◆ STATED TASK 1
In the rows, take the lines from the one containing "Target: plant stem" through the end of the rows, inclusive, and substitute "most central" for "innermost" in them, leaving everything else unchanged. Return only those lines.
◆ STATED TASK 2
Proceed with the thermal paper text, picking up right after its last sentence.
[Start of DOCUMENT PASSAGE]
Thermal paper (sometimes referred to as an audit roll) is a special fine paper that is coated with a material formulated to change color when exposed to heat. It is used in thermal printers, particularly in inexpensive or lightweight devices such as adding machines, cash registers, and credit card terminals.

The surface of the paper is coated with a solid-state mixture of dye and a suitable matrix; a combination of a fluoran leuco dye for example. When the matrix is heated above its melting point, the dye reacts with the acid, shifts to its colored form, and the changed form is then conserved in a metastable state when the matrix solidifies back quickly enough. The reactant acid in thermal paper is often bisphenol A (BPA).

Usually, the coating will turn black when heated, but coatings that turn blue or red are sometimes used. While an open heat source, such as a flame, can discolor the paper, a fingernail swiped quickly across the paper will often generate enough heat from friction to produce a mark.

Multicolor thermal paper first became available in 1993 with the introduction of the Fuji Thermo-Autochrome (TA) system. This was followed in 2007 by Polaroid's development of the Zink ("zero-ink") system. Both of these methods rely on multi-layer coatings with three separate colorizing layers, with different methods used for independent activation of each layer.

History 
The earliest direct thermal papers were developed by NCR Corporation (using dye chemistry) and 3M (using metallic salts). The NCR technology became the market leader over time, although the image would fade rather rapidly compared with the much more expensive, but durable 3M technology.

Texas Instruments invented the thermal print head in 1965, and the Silent 700, a computer terminal with a thermal printer, was released in the market in 1969. The Silent 700 was the first thermal print system that printed on thermal paper. During the 1970s, Hewlett-Packard integrated thermal paper printers into the design of its HP9800 series desktop computers, and integrated it into the top of the 2600-series CRT terminals as well as in plotters.
[End of DOCUMENT PASSAGE]
[Start of PROVIDED DATA]
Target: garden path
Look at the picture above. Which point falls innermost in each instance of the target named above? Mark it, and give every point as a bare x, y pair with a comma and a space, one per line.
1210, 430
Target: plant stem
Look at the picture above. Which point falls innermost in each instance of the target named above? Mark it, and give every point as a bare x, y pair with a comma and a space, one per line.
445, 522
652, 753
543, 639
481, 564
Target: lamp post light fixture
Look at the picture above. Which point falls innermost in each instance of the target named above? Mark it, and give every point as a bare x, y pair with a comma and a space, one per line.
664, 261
[End of PROVIDED DATA]
◆ FINAL ANSWER 1
Target: plant stem
Look at the picture above. Which point falls most central in each instance of the target named above? Mark it, and give every point as a bare x, y pair with a comma and a space, one per line.
445, 522
652, 753
543, 639
481, 564
Target: lamp post light fixture
Look at the picture above. Which point falls most central in each instance of the target named above? Mark it, and give every point as a bare x, y pair with a comma and a space, one per line.
664, 261

◆ FINAL ANSWER 2
In the 1970s and early 1980s, Japanese producers (such as Ricoh, Jujo, and Kanzaki), using similar dye-based chemistry, formed partnerships with barcode printer manufacturers (such as TEC, Sato, and others) and entered the emerging global bar code industry, primarily in supermarkets. U.S. producers such as Appleton (NCR's licensee), Nashua Corporation, Graphic Controls, and others fought to gain market share. Leading pressure-sensitive label producers such as Avery Dennison became major consumers of direct thermal paper for label applications.

In the late 1980s and early 1990s, thermal transfer, laser printing, electrophotography, and, to a lesser extent, ink jet printing began to take away industrial and warehouse barcode applications due to better durability.  Direct thermal made a strong comeback with point of sale receipts (gasoline pumps, cash registers, rental car receipts, etc.).

During 1998, Nintendo used thermal paper technology for their Game Boy Printer.

In 2006, NCR Corporation's Systemedia division introduced two-sided thermal printing technology, called "2ST".

Chemistry 

Four different types of imaging chemicals are used in thermally sensitive papers: leuco dyes, developers, sensitizers and stabilizers.

 Leuco dyes The leuco dyes used in direct thermal paper are usually triaryl methane phthalide dyes  , such as   Yamamoto Blue 4450, or  fluoran dyes, such as   Pergascript Black 2C. A third widely used leuco dye is Crystal violet lactone. Red or magenta color can be achieved with dyes such as Yamamoto Red 40. Yellow can be produced by the protonation of a triaryl pyridine, such as Copikem Yellow 37.  These dyes have a colorless leuco form when crystalline or when in a pH neutral environment, but become colored when dissolved in a melt and exposed to an acidic environment.
 Developers Leuco dyes, in general, provide little color when melted unless they are melted in conjunction with one or more organic acids.  Examples of organic acids suitable for thermochromic papers are phenols such as Bisphenol A (BPA) and Bisphenol S (BPS). Other suitable acidic materials are sulfonyl ureas such as BTUM and Pergafast 201. Zinc salts of substituted salicylic acids, such as zinc di-tert-butylsalicylate have also been commercially used as  developers    .
 Sensitizers A leuco dye and a developer, when melted together, are enough to produce color. However, the thermal threshold of the coated layer containing the colorizing components is determined by the lowest melting component of the layer. Furthermore, developers and leuco dyes often mix poorly upon melting.  To optimize the colorization temperature and to facilitate mixing, a third chemical called a sensitizer is commonly added to the imaging layer. Sensitizers are commonly simple ether molecules such as 1,2-bis-(3-methylphenoxy)ethane or 2-benzyloxynapthalene. These two materials melt at approximately 100°C, which is a practical lower limit for thermal coloration. These low-cost ethers are excellent low viscosity solvents for leuco dyes and developers, and this facilitates color formation at a well-defined temperature and with minimum energy input.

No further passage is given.